*TASK DETAILS*. The number of lines containing "wheelchair" is the only answer wanted; work it out from the entries below.

*DATA PROVIDED*.
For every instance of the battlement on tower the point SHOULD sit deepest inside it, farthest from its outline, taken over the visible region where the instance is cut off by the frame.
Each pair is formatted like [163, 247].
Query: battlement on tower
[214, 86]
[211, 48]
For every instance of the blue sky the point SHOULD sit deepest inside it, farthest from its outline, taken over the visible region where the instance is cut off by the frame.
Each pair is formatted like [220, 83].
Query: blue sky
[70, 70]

--

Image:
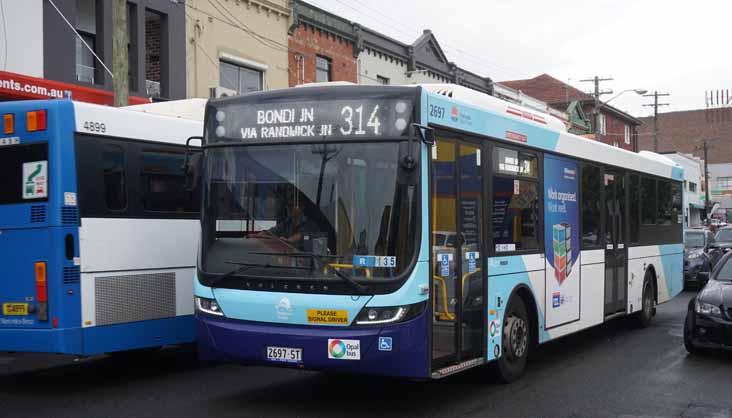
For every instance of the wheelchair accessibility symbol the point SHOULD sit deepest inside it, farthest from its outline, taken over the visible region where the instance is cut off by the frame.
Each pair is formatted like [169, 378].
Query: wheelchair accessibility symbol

==

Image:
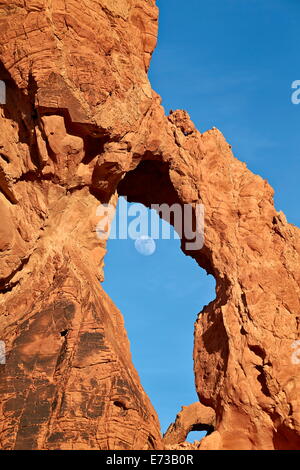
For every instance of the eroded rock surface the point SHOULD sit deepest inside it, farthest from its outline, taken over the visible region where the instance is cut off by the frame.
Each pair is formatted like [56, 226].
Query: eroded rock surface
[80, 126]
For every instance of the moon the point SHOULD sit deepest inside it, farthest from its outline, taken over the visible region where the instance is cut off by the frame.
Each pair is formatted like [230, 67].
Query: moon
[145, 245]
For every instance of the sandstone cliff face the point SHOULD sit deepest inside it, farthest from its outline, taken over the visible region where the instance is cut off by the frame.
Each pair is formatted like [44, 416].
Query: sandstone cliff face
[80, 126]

*PROBLEM SOLUTION*. 2